== PAGE EXTRACT ==
□ □ □ □ □ □ □
When I put these views forward in the Second Reading Debate—I hope with moderation, as I am endeavouring to do now—I had in consequence an extremely interesting post-bag, and I should like to inform the Committee very briefly what the gist of that post-bag has been. It is not often that I aim in agreement with the hon. Member for Hemsworth (Mr. Price). but it confirms one point that he has just made, namely, that the good landlord has not availed himself of the whole of this 40 per cent. permitted increase. I have had cases in my constituency of landlords writing to me, objecting to my attitude. When I have gone into their cases I have found that they have never put on the whole 40 per cent. increase, and they thought they were going to suffer a reduction on a rent which had not been put up to the figure to which they were permitted to increase it. While I have had letters of that kind from the good landlords, it is only right to inform the Committee that I have had a different kind of letter, couched in terms of abuse which are not British, over signatures which are not British, from many of the industrial centres of this country; and it might be a small part of the Government's policy of protecting the British working man against the foreigner to do something to protect him against the bad slum landlord in some of these great areas.

There is one other point which I am entitled to put, particularly from these benches. We have often spoken on behalf of the direct taxpayer, and got very little sympathy from hon. Members opposite, but I can assure them that, however bad the direct taxpayer may be in himself, the item to which he objects least when the Government put their hands into his pocket is that part of the taxation which goes to the maintenance of the unemployed. I have never yet met a direct taxpayer who objected to the Government's hands being put into his pocket to maintain the unemployed. But he has every reason for objecting to the Government putting their hands into his pocket and taking out money to give to the unemployed to pass on directly to the landlord, thereby depriving the unemployed man of the proper expenditure of that money upon the sustenance of his family, for which it is really intended. I feel very strongly that rent forms far too great a proportion of the household budget of our people in a great number of these industrial centres.

The other day, when we had a private Members' Debate, initiated by the hon. Member for Central Sheffield (Mr. Boulton), on excessive taxation, a speech was made by the hon. Member for Aberavon (Mr. Cove), on the benches opposite, who said that the direct taxpayer and the rentier, the holder of Government stocks, were one and the same person. If that were so, I should not be so inclined to press upon the Committee the view which I have just expressed, but the fact is—and it is a very extraordinary and interesting fact—that anyone who sees, day after day, deeds of transfer of Government stocks knows what a tremendous proportion of them Are held by people in very humble circumstances, below the Income Tax limit; and those people, to a huge extent, having patriotically accepted the conversion of their savings from 5 per cent. to 3½ per cent., are entitled to see the proper effect of that action in something being done to lower their rents. I desire to air, on behalf of large numbers of my constituents, who are supporters of the Government, what I believe to be a really legitimate grievance, and I hope the Government will be prepared to give sympathetic consideration to that point of view. If they were to meet us on this matter, so far from doing themselves any harm. they would be doing themselves a great deal of good, not only in this House, but among the millions of people in the country who desire the National Government to continue in office.
□ □ □ □ □ □ □
== GIVEN ENTRIES ==
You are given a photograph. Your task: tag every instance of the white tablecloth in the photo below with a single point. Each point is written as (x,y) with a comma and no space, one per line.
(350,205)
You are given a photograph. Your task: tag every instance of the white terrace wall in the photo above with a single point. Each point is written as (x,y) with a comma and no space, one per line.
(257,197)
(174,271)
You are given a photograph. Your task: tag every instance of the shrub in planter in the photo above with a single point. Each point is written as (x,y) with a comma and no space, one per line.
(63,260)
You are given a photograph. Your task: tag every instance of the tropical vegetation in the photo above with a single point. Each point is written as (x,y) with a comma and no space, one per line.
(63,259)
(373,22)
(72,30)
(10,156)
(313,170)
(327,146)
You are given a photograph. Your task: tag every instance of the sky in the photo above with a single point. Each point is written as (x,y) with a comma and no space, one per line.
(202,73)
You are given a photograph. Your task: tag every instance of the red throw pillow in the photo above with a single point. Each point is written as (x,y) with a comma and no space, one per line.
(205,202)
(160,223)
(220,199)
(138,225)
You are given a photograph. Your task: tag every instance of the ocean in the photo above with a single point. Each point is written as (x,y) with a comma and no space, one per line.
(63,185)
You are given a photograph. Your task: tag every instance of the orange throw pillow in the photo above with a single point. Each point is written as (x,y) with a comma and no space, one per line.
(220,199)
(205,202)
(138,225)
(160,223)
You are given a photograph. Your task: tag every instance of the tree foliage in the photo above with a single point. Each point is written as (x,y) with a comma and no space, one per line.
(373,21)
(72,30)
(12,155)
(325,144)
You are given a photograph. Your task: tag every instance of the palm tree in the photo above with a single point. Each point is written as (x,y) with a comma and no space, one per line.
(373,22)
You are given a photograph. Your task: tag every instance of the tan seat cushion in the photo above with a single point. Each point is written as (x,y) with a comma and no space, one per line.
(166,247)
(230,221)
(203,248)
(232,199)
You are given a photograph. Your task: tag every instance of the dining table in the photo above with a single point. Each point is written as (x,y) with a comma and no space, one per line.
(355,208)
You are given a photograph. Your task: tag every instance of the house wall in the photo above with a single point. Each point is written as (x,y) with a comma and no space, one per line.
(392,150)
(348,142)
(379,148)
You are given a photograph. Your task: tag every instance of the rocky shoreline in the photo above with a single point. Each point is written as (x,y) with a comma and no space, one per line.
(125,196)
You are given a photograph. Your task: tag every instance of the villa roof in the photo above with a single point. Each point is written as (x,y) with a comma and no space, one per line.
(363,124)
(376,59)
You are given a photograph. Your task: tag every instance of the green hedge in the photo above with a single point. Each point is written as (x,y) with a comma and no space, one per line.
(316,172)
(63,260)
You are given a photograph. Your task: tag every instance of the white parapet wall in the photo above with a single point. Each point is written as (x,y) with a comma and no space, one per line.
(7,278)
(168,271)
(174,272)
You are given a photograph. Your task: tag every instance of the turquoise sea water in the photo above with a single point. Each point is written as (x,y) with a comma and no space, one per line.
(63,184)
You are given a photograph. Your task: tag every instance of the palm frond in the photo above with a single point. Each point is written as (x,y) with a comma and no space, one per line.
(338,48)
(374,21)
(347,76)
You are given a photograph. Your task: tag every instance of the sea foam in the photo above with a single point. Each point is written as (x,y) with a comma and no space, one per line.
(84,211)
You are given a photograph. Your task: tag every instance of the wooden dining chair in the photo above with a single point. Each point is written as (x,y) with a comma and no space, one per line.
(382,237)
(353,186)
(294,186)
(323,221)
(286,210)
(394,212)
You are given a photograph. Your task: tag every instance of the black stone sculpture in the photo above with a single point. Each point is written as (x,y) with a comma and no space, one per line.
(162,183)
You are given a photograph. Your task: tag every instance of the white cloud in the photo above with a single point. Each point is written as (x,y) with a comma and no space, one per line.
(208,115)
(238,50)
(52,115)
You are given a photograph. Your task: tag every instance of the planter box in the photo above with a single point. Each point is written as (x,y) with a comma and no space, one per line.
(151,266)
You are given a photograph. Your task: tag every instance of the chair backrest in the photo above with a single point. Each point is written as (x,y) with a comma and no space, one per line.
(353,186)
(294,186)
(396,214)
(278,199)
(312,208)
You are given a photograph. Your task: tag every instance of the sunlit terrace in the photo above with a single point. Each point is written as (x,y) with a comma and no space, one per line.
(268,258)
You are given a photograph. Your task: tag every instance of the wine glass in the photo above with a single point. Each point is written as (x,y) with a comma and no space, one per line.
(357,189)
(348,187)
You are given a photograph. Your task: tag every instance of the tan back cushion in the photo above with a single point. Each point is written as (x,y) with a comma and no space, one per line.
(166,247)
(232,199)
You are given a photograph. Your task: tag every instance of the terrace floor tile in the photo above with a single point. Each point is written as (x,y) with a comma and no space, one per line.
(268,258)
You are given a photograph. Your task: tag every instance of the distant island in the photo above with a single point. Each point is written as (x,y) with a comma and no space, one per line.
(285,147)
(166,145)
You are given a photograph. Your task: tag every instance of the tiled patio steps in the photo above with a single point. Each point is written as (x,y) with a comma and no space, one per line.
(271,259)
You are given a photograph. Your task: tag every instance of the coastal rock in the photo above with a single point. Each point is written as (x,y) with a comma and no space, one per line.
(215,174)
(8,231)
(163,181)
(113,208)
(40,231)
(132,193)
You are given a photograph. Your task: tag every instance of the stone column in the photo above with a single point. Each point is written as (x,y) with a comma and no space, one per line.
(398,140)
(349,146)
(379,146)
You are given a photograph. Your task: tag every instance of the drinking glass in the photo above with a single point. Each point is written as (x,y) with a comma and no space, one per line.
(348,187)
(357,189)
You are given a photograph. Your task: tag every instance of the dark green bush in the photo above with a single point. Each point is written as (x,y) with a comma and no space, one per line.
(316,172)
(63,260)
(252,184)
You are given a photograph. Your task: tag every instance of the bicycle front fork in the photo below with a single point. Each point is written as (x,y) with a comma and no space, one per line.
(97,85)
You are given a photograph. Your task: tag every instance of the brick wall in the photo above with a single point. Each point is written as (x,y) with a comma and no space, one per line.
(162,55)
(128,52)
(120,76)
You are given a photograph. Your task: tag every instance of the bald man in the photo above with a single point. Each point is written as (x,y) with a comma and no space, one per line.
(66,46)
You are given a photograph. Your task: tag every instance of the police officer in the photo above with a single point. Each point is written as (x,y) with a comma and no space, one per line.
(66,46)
□ □ □ □ □ □ □
== EXERCISE DIRECTIONS ==
Carry the parliamentary speech on rents forward from its last sentence.

== WRITTEN ANSWER ==
9.15 p.m.

Mr. LOGAN

No Amendment before the Committee has greater importance than this proposed new Clause. The substitution of 20 per cent. for 40 per cent. would be a real boon. One can certainly say that if 40 per cent. was right in 1920 it is not right to-day. Landlords are able to get their materials cheaper and labour is cheaper. When men are being turned adrift, most of them to the public assistance committees to get transitional payment, the Government, if they wished, could reduce poverty by recognising the justice and merits of the claim which we are now putting before the Committee. We have a right to see that there is equitable treatment as between landlord and tenant. I pay due regard to those landlords who are keeping their houses in a habitable state of repair and fit for human being to live in, but I am depressed when I look at the vampires, mostly aliens, in my city who are speculating in the need of our people for housing. I look round Liverpool and see the speculation that is going on in property which is causing additions to rents, and then I find that by an Act of Parliament men without souls are able to turn people adrift and charge whatever they like.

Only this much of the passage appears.